> **EXERCISE OBJECTIVE**
Which lines run from the line with "Could you please spot the black handle" to the end of the entries? Write out exactly those, leaving out the pictures.

### DATA PROVIDED ###

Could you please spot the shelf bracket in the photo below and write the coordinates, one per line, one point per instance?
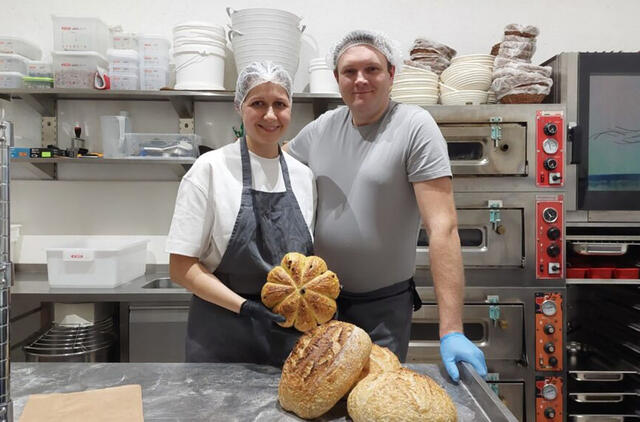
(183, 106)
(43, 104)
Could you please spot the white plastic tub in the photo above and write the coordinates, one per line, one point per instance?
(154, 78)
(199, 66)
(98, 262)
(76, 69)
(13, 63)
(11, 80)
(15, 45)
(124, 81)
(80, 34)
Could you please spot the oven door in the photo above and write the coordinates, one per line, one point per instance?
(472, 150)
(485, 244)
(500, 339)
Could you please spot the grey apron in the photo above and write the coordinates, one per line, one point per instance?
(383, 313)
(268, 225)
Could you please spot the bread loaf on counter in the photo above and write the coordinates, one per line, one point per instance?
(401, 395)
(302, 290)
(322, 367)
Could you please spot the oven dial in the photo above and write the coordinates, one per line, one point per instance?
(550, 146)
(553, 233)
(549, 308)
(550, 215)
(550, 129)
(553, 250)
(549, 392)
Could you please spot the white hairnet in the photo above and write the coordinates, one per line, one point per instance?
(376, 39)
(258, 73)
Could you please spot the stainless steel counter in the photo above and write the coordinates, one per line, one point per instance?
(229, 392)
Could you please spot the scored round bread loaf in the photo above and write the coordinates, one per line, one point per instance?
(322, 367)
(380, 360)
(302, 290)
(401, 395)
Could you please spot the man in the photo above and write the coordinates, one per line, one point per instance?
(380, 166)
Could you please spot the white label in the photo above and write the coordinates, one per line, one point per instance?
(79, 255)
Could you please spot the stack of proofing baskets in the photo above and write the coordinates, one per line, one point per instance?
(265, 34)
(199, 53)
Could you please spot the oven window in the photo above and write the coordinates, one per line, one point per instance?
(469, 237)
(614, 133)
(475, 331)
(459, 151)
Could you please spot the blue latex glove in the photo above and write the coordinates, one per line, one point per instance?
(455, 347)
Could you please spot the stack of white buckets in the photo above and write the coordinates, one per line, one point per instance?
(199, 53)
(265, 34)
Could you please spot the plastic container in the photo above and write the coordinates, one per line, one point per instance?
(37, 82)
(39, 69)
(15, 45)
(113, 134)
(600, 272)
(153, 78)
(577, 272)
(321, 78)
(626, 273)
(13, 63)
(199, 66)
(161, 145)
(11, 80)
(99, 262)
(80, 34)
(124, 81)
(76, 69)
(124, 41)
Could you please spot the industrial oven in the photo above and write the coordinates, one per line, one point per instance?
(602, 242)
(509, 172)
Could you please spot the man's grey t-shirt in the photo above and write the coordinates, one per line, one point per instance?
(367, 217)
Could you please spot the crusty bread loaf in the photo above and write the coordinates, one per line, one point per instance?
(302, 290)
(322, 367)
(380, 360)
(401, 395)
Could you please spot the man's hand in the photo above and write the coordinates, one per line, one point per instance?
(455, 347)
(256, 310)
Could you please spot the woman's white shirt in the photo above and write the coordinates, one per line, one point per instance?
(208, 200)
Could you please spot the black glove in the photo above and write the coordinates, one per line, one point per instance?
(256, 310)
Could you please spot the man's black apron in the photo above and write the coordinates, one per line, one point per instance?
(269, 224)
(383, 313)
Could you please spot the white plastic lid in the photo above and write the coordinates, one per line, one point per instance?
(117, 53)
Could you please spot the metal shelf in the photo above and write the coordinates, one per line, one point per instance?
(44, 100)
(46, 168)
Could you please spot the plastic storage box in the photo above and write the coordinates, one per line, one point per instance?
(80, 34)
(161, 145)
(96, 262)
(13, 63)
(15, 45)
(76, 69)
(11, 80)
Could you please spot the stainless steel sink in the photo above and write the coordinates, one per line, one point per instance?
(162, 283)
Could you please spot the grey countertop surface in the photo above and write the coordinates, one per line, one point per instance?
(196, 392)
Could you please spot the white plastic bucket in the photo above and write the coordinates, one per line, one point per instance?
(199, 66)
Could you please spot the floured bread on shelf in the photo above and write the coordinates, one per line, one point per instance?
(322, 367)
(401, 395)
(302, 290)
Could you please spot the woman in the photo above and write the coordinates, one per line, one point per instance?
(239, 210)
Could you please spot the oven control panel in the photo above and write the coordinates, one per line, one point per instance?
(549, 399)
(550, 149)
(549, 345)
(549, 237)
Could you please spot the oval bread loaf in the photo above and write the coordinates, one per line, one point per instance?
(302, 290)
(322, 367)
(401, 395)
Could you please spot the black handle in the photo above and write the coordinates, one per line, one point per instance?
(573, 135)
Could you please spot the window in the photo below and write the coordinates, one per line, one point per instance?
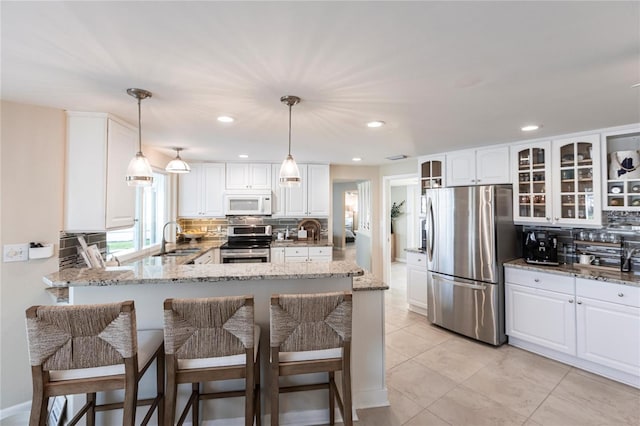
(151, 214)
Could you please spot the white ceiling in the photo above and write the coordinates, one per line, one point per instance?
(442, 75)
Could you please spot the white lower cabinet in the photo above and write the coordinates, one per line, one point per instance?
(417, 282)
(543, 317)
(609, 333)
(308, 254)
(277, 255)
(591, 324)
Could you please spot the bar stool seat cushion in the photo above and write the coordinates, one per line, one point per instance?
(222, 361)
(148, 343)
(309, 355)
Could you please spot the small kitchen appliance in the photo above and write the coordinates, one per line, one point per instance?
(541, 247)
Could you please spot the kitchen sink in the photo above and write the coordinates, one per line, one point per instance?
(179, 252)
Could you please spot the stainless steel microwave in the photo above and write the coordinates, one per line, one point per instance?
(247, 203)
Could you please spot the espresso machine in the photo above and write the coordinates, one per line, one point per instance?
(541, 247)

###

> **RESPONSE**
Could you please spot the black handle in the photo above and write the coordinates, one per line, one point per instance?
(573, 135)
Could you please spot the window in the photo below and write the coordinates, one per line, one point per instance?
(151, 214)
Could you please spot the white ceiling in the photo above and write the coordinates, one per line, one point per instance?
(442, 75)
Could you please spot the white lower cabinet in the photo above and write the coordinates, one per line, one point per instance?
(417, 282)
(543, 317)
(609, 333)
(308, 254)
(277, 255)
(591, 324)
Could you please spot the bar stool seat cushion in the photo above and write the coordinates, one per line, one point per instance?
(222, 361)
(148, 343)
(309, 355)
Could you please spot the small kitchen appliance in the photo above and write the coordinates, one per line, one point per instance?
(541, 247)
Could you please spot the kitchen sink in the photo above and write the coordinates, one per line, one point per instance?
(179, 252)
Could you please spot the stainless steel microwave in the photo above and write the coordinates, one per line, one point per instance?
(247, 203)
Could you please spot the espresso machine in the photo above and write the coordinates, one per line, one point per instance?
(541, 247)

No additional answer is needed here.